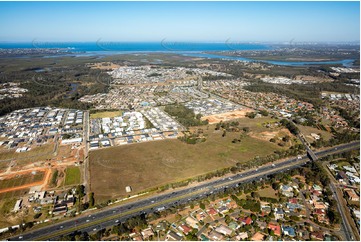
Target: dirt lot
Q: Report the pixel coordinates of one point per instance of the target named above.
(212, 119)
(103, 66)
(35, 154)
(306, 130)
(155, 163)
(23, 180)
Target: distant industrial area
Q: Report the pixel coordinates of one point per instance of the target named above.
(165, 146)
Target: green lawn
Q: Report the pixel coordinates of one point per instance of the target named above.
(21, 180)
(106, 114)
(72, 176)
(146, 165)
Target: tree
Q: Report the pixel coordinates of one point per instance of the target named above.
(91, 200)
(246, 129)
(202, 206)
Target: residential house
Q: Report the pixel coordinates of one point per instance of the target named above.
(289, 231)
(224, 230)
(185, 229)
(173, 236)
(242, 236)
(245, 220)
(192, 222)
(276, 228)
(317, 235)
(214, 235)
(279, 213)
(147, 233)
(287, 190)
(352, 195)
(135, 237)
(258, 237)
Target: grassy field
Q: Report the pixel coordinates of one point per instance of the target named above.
(306, 130)
(6, 206)
(39, 153)
(72, 176)
(106, 114)
(155, 163)
(22, 180)
(13, 194)
(267, 192)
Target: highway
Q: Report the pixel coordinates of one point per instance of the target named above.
(112, 215)
(86, 176)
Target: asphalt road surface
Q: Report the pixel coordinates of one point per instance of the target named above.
(109, 216)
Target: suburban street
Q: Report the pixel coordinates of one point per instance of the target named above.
(86, 179)
(347, 223)
(108, 216)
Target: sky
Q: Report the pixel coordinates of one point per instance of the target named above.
(180, 21)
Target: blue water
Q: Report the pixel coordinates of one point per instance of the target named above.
(136, 46)
(346, 63)
(103, 48)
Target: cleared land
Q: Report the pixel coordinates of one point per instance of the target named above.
(306, 130)
(156, 163)
(21, 181)
(38, 153)
(106, 114)
(212, 119)
(72, 176)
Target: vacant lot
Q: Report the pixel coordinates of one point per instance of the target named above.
(212, 119)
(21, 180)
(155, 163)
(72, 176)
(267, 192)
(35, 154)
(13, 194)
(106, 114)
(306, 130)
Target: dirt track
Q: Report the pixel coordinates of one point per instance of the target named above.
(42, 182)
(212, 119)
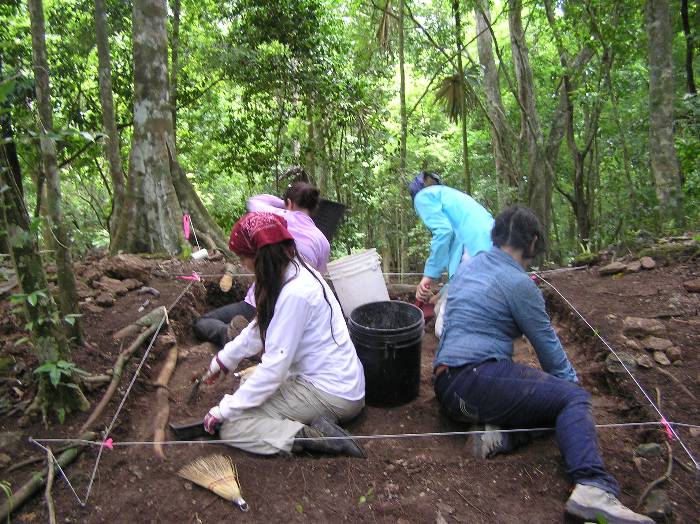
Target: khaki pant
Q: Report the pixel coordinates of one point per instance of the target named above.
(271, 427)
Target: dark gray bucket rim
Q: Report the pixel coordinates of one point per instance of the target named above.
(388, 331)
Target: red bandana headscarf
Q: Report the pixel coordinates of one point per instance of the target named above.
(255, 230)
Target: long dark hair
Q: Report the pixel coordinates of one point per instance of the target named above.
(270, 264)
(303, 195)
(517, 227)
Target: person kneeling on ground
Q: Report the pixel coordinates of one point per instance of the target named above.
(310, 375)
(491, 302)
(300, 200)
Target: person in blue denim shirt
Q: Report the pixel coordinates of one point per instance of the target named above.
(492, 301)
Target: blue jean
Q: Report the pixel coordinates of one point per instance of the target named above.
(511, 395)
(213, 326)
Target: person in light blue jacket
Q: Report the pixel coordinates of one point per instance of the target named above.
(460, 227)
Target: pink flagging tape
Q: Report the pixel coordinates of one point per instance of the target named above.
(194, 277)
(186, 221)
(667, 427)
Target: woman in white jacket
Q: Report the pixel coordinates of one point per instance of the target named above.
(310, 375)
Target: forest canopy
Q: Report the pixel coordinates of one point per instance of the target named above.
(585, 111)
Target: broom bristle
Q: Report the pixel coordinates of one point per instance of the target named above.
(216, 473)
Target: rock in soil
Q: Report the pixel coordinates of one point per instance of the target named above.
(647, 262)
(612, 268)
(105, 300)
(612, 363)
(650, 450)
(111, 285)
(658, 506)
(128, 266)
(634, 267)
(644, 361)
(656, 344)
(635, 326)
(692, 286)
(674, 354)
(632, 344)
(661, 358)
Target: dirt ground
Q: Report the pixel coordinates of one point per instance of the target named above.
(419, 479)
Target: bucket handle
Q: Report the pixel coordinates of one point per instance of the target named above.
(389, 346)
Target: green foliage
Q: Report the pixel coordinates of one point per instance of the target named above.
(59, 371)
(268, 84)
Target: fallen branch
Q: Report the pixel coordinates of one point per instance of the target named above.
(145, 321)
(49, 486)
(163, 401)
(34, 484)
(661, 479)
(123, 358)
(32, 460)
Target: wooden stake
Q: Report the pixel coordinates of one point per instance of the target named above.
(163, 401)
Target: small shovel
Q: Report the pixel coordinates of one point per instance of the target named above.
(194, 393)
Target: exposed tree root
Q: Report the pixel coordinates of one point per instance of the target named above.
(123, 358)
(35, 483)
(163, 401)
(145, 321)
(661, 479)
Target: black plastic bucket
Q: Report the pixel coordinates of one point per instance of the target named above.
(387, 336)
(327, 217)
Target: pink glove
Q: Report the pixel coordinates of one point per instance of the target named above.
(215, 369)
(213, 420)
(423, 292)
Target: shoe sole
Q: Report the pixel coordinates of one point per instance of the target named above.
(589, 515)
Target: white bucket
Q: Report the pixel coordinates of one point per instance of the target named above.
(358, 280)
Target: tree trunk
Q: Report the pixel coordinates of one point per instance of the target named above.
(402, 96)
(174, 66)
(44, 323)
(539, 177)
(64, 262)
(310, 159)
(462, 93)
(689, 49)
(157, 190)
(501, 133)
(109, 119)
(662, 151)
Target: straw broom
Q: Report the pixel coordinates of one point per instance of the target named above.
(216, 473)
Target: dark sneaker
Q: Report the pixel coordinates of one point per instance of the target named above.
(237, 324)
(594, 504)
(314, 437)
(492, 442)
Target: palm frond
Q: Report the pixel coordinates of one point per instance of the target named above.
(454, 91)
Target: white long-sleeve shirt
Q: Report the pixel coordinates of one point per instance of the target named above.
(298, 342)
(312, 245)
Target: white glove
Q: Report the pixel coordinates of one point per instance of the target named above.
(213, 420)
(216, 367)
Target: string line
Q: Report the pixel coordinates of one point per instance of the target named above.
(646, 395)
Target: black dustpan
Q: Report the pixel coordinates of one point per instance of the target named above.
(189, 430)
(328, 216)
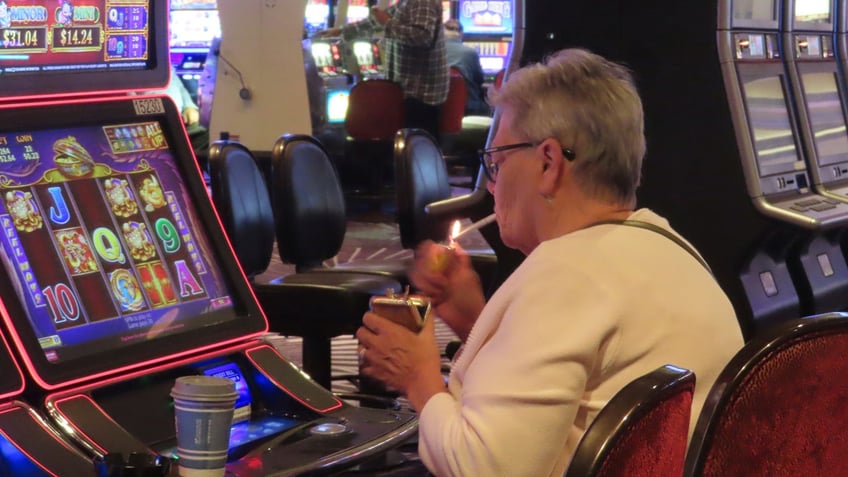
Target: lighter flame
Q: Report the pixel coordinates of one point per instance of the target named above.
(455, 229)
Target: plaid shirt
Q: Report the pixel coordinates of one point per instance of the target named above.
(414, 48)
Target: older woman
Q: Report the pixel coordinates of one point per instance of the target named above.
(596, 303)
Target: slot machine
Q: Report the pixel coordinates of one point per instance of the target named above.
(29, 445)
(488, 27)
(194, 25)
(317, 17)
(116, 276)
(818, 266)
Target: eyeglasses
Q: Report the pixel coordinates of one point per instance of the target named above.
(491, 168)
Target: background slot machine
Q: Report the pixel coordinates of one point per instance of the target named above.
(819, 267)
(488, 28)
(357, 10)
(317, 17)
(29, 445)
(116, 276)
(194, 25)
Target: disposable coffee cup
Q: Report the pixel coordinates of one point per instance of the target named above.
(203, 410)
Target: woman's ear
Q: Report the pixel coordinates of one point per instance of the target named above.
(553, 166)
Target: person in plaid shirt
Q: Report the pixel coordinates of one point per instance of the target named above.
(414, 56)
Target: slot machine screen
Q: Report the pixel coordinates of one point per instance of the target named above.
(812, 11)
(53, 47)
(317, 16)
(754, 13)
(771, 130)
(189, 4)
(322, 53)
(487, 18)
(364, 52)
(194, 30)
(827, 120)
(493, 54)
(111, 254)
(357, 10)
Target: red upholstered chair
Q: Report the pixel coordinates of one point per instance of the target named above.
(780, 407)
(375, 112)
(499, 79)
(642, 430)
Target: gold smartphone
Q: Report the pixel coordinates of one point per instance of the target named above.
(407, 310)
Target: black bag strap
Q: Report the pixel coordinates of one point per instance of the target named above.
(655, 228)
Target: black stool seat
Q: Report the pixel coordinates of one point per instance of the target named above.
(314, 306)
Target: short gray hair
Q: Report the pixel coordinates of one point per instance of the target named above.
(589, 104)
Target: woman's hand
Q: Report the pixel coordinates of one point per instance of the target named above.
(447, 278)
(403, 360)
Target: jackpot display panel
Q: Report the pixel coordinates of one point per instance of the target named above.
(81, 46)
(108, 260)
(486, 17)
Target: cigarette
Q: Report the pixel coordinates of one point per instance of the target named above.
(475, 226)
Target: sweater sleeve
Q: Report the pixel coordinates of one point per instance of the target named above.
(513, 412)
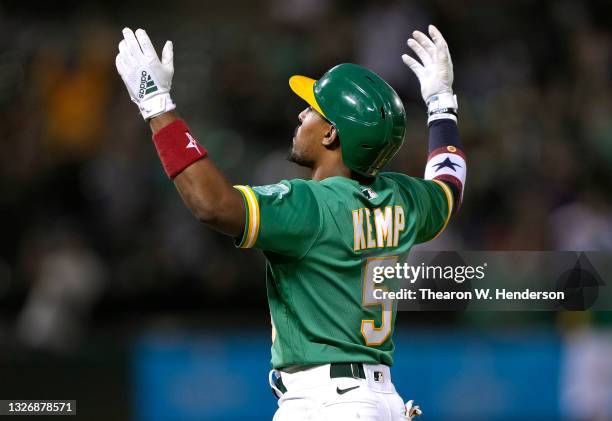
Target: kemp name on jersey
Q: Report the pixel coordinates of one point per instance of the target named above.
(322, 240)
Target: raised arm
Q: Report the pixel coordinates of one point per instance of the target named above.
(204, 190)
(446, 162)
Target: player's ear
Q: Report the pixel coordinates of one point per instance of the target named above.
(330, 139)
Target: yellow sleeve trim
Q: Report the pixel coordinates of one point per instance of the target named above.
(449, 199)
(252, 224)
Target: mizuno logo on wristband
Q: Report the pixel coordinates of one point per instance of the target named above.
(192, 143)
(147, 85)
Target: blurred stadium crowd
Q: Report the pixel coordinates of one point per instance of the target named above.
(87, 212)
(90, 228)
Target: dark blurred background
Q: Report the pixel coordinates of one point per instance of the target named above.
(111, 293)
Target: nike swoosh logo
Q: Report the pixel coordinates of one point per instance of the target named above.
(343, 391)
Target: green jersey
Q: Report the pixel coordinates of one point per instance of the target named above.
(322, 241)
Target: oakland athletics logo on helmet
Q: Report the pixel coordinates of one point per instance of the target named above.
(367, 113)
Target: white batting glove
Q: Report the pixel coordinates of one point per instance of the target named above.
(435, 73)
(412, 410)
(147, 79)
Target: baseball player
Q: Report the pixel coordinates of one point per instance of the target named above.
(332, 343)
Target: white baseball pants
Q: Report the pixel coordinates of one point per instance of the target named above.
(312, 395)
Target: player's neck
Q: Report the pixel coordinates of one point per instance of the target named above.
(329, 169)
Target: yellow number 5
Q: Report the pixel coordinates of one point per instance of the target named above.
(375, 336)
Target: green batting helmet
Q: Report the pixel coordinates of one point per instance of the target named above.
(367, 113)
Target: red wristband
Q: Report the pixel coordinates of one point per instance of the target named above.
(177, 148)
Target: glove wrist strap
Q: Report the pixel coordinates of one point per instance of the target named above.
(442, 106)
(156, 105)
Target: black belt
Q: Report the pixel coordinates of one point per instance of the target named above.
(354, 370)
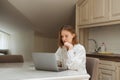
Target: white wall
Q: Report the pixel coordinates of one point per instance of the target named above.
(110, 35)
(22, 35)
(15, 24)
(44, 44)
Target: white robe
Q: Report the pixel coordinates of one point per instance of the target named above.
(74, 59)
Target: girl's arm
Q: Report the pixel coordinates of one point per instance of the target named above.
(76, 58)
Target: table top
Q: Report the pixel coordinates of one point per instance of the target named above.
(26, 71)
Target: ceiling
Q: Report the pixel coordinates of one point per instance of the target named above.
(47, 15)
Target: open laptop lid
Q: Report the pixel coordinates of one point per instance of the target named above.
(45, 61)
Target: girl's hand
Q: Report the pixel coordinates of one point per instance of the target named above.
(68, 45)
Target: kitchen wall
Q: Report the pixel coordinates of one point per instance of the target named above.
(110, 35)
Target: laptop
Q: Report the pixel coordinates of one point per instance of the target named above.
(45, 61)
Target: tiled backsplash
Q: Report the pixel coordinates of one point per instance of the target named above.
(110, 35)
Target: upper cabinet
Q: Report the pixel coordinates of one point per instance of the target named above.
(97, 12)
(84, 12)
(115, 9)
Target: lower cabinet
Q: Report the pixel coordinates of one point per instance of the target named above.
(109, 70)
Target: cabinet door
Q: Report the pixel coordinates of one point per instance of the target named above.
(106, 74)
(84, 12)
(99, 11)
(115, 9)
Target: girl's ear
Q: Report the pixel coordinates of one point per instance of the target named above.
(73, 35)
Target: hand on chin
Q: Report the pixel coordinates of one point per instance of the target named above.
(68, 45)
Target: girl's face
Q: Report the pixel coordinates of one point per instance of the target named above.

+-------+

## EXERCISE TASK
Pass over all pictures while writing out the lines from the line with "Target: black belt" through the last line exactly.

## SOLUTION TO THIS PROBLEM
Target: black belt
Q: Report the pixel coordinates of one point per instance of the target named above.
(354, 370)
Target: white wall
Q: Report the pixel coordinates of one point per instance of the target named above.
(110, 35)
(22, 35)
(15, 24)
(44, 44)
Target: white robe
Q: Report the pixel coordinates of one point per instance of the target named above.
(74, 59)
Target: girl's arm
Q: Report the pixel coordinates of one point per instance of the target named above.
(76, 58)
Target: table top
Q: Report the pixel coordinates of one point per instance of the target named above.
(26, 71)
Target: ceiling
Q: Report the pixel coordinates of one point per instance of the target named above.
(47, 15)
Target: open laptop lid
Q: Report the pixel coordinates of one point per instance of the target named above.
(45, 61)
Target: girl's hand
Q: Report the pixel coordinates of one point per instance of the target named above.
(68, 45)
Target: kitchen wall
Q: Report the pixel coordinates of one point per instance of the target named above.
(110, 35)
Target: laptop
Q: Report the pixel coordinates of one point per instance of the target named above.
(45, 61)
Target: tiled backsplash
Q: Report the pixel coordinates of one point per instance of the target named above.
(110, 35)
Target: upper cabinet
Q: Report the pixel coordinates of one point per instance of the target named above.
(97, 12)
(84, 12)
(115, 9)
Target: lower cabinet
Q: Report the pixel coordinates of one point per instance of the target named above.
(109, 70)
Target: cabinet door
Q: Report the pixel coordinates of one point per instance of the target named above.
(106, 74)
(84, 12)
(99, 11)
(115, 9)
Target: girl's ear
Q: Report the pixel coordinates of one point per instance of the target named above.
(73, 35)
Target: hand on chin
Q: Report the pixel coordinates of one point per instance of the target named above.
(68, 45)
Target: girl's face
Q: Report the pixel coordinates of one point per instance of the target named above.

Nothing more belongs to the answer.